Data excerpts →
************
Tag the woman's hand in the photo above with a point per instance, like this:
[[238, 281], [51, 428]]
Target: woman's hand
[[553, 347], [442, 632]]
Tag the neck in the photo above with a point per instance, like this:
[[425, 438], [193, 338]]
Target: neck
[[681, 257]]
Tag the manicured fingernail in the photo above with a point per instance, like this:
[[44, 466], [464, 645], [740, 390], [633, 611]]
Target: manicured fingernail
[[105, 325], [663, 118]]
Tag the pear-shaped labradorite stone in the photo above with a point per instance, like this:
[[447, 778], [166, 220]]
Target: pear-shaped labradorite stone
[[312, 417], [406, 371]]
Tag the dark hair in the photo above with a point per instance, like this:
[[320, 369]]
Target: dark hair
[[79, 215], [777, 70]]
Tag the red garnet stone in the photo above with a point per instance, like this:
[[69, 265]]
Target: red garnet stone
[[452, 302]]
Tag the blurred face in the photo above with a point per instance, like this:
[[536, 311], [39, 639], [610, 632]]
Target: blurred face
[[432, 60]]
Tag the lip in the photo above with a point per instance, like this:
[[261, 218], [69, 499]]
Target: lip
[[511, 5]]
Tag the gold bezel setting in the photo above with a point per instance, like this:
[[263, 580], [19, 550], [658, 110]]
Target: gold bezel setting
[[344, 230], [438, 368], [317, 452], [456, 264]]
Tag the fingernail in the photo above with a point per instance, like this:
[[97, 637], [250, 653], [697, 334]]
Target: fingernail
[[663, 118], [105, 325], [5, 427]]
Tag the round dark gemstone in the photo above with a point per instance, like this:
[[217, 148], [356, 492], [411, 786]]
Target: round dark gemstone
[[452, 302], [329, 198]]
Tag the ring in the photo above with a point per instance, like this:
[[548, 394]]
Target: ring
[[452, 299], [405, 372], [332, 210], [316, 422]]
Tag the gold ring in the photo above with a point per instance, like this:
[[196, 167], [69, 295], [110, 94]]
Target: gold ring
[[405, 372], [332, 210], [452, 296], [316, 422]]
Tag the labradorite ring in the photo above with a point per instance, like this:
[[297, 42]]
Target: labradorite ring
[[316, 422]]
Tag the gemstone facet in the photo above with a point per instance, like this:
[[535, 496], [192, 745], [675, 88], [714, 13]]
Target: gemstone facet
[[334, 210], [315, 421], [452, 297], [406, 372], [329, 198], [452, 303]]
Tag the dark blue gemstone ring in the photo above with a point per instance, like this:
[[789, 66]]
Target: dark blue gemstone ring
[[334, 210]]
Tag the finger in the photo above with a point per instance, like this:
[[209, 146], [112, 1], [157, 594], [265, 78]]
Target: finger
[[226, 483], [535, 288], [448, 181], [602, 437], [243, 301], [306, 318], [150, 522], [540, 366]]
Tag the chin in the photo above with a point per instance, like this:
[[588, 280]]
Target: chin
************
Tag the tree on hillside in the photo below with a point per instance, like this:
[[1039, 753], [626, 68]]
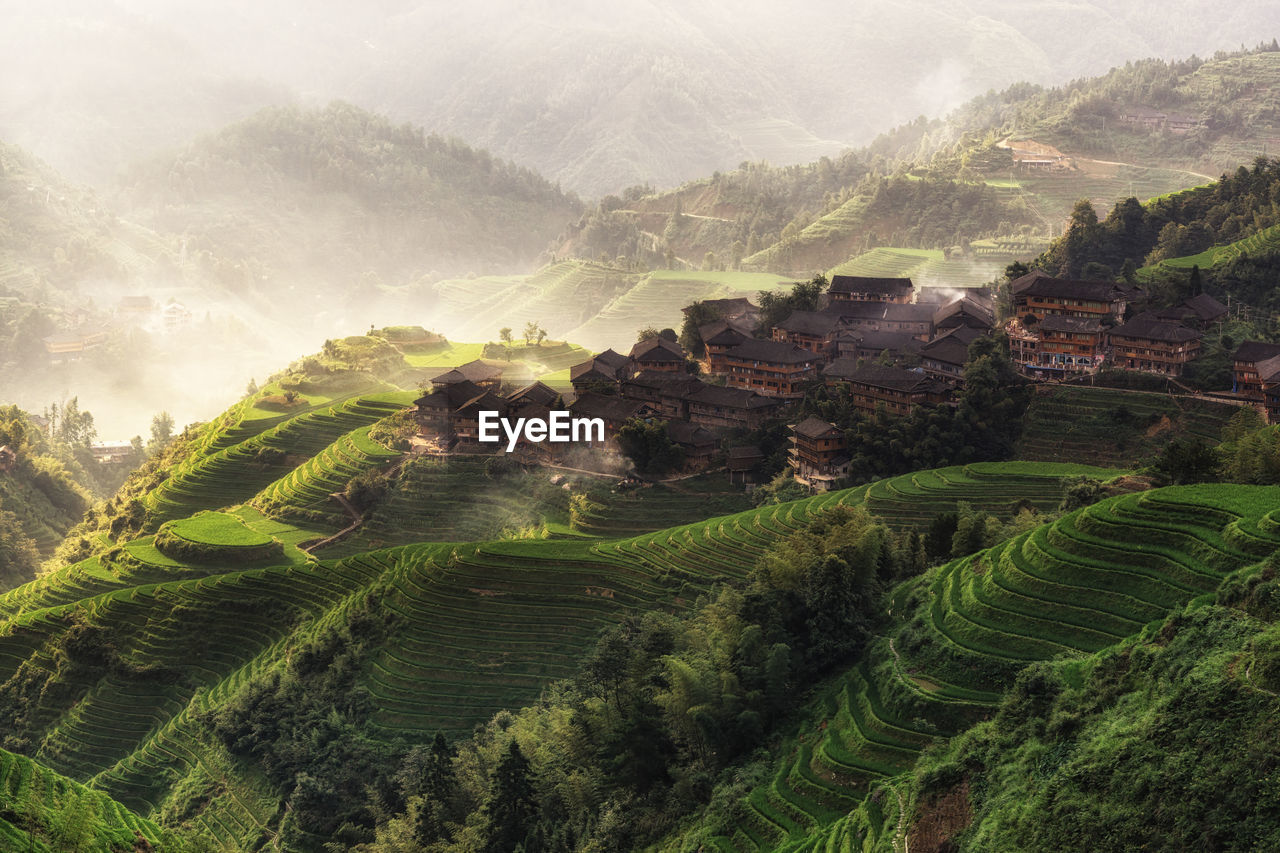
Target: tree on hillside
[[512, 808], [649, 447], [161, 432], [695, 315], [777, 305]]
************
Reproduce the lines starting with the one containing "Tag the gold bezel" and continuing through the one containing "[[344, 230], [438, 368], [317, 452], [456, 264]]", with both of those lines included and every character unchanged.

Exercise output →
Tag the gold bezel setting in the photo above with a point per instance, like this:
[[263, 580], [19, 550], [658, 110]]
Target: gold bezel setting
[[344, 230], [438, 368], [317, 452], [456, 264]]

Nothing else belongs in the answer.